▶ **EXERCISE AIM**: Could you gather every line in the items below that contains the word "dense"?

▶ **MATERIAL PROVIDED**:
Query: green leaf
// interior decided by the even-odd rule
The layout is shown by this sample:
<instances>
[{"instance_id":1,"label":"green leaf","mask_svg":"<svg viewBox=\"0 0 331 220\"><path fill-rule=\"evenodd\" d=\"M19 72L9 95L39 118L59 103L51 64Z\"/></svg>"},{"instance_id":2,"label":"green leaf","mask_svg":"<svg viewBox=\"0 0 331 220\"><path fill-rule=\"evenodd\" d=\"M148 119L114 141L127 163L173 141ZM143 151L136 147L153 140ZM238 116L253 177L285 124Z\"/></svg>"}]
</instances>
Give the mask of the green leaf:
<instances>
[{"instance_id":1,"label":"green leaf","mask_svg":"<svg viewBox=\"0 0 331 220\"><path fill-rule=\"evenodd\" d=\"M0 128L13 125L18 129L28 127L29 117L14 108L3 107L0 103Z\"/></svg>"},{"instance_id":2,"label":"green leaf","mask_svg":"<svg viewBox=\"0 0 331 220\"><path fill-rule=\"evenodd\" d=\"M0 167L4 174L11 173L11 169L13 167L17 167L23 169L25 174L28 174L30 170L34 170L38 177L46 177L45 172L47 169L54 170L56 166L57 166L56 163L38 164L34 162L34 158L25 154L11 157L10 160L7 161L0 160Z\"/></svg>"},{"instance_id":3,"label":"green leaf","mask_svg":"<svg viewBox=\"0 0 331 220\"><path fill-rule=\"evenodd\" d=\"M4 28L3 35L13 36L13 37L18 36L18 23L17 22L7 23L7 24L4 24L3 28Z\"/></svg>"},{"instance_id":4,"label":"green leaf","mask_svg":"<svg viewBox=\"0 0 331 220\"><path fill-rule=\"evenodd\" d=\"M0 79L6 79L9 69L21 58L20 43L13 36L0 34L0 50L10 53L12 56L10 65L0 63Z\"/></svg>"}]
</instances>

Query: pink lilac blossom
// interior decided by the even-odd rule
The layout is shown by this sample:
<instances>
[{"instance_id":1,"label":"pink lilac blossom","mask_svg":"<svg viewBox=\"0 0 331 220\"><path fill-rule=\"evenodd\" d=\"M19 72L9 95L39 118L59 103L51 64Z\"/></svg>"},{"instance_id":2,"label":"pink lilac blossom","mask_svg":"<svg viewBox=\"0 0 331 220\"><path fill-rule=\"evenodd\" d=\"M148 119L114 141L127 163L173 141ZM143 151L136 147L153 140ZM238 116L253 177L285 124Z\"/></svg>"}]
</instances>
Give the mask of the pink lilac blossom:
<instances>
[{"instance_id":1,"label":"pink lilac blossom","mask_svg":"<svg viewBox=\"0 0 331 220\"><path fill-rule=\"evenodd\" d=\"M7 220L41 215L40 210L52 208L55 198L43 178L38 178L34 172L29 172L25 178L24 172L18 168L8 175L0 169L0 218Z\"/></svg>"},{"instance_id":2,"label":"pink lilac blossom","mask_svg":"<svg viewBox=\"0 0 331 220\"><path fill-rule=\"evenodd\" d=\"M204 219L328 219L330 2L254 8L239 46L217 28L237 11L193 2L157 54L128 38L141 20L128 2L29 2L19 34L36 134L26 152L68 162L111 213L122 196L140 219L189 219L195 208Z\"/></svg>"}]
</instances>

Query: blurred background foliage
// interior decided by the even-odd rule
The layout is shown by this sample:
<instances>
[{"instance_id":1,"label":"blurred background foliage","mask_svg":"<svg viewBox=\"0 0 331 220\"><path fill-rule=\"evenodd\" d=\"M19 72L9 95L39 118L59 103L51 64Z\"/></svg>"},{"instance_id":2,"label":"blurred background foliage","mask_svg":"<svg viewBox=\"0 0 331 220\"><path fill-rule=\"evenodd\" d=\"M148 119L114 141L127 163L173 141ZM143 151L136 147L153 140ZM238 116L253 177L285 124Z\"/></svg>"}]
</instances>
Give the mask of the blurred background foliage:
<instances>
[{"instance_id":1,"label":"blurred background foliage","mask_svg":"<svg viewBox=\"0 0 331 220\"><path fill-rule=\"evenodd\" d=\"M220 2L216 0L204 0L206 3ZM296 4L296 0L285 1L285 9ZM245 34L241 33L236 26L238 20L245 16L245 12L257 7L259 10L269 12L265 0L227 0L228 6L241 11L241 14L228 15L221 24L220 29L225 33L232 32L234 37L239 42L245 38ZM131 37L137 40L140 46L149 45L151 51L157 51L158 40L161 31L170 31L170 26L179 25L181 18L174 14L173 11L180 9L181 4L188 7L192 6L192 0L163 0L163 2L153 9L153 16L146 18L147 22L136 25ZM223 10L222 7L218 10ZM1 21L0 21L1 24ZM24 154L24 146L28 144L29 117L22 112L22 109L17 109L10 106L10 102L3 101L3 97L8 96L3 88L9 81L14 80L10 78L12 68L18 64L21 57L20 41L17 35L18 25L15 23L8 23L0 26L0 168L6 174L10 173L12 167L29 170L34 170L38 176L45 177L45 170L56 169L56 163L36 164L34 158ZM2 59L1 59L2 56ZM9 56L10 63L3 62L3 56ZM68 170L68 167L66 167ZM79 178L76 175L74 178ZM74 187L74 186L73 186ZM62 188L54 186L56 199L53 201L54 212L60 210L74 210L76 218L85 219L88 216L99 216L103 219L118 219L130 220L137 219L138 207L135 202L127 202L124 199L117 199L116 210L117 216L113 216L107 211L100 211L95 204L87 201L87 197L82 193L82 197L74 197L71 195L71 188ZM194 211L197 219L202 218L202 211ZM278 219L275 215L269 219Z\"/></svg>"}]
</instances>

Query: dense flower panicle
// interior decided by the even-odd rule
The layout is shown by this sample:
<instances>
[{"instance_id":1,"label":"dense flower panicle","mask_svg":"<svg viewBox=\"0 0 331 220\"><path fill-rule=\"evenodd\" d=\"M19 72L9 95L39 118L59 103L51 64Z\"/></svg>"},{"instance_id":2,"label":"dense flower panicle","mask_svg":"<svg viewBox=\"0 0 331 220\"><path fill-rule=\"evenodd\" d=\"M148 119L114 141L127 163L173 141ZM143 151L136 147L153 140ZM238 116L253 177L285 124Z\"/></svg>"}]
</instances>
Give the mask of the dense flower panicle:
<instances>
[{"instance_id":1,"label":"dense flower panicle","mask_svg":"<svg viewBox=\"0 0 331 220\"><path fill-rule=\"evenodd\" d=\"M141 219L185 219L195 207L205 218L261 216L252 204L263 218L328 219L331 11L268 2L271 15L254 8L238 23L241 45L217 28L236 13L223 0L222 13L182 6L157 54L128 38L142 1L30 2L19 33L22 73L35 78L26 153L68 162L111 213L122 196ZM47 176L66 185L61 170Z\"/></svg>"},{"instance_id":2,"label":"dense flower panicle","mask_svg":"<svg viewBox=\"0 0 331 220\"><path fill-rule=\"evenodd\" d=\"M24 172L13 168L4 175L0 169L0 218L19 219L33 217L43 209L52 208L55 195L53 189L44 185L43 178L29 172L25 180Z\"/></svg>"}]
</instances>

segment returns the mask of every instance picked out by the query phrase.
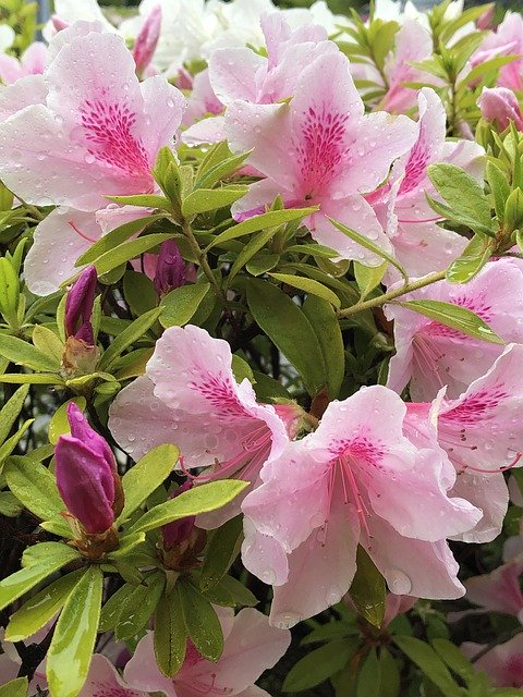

▶ **FINAL RESULT**:
Query: dense flower panicle
[{"instance_id":1,"label":"dense flower panicle","mask_svg":"<svg viewBox=\"0 0 331 220\"><path fill-rule=\"evenodd\" d=\"M19 72L9 95L39 118L59 103L51 64Z\"/></svg>"},{"instance_id":2,"label":"dense flower panicle","mask_svg":"<svg viewBox=\"0 0 331 220\"><path fill-rule=\"evenodd\" d=\"M148 119L114 141L127 163L173 141ZM143 151L136 147L153 140ZM238 116L253 177L285 124Z\"/></svg>"}]
Give the mask of the dense flower panicle:
[{"instance_id":1,"label":"dense flower panicle","mask_svg":"<svg viewBox=\"0 0 331 220\"><path fill-rule=\"evenodd\" d=\"M141 219L185 219L195 207L205 218L261 216L252 204L263 218L328 219L331 11L268 2L271 15L254 8L238 23L241 45L217 28L236 13L223 0L222 13L182 6L157 54L128 38L142 1L30 2L19 33L22 73L35 78L26 153L68 162L111 213L122 196ZM47 176L66 185L61 170Z\"/></svg>"},{"instance_id":2,"label":"dense flower panicle","mask_svg":"<svg viewBox=\"0 0 331 220\"><path fill-rule=\"evenodd\" d=\"M24 172L13 168L4 175L0 169L0 218L19 219L33 217L43 209L52 208L55 195L53 189L44 185L43 178L29 172L25 180Z\"/></svg>"}]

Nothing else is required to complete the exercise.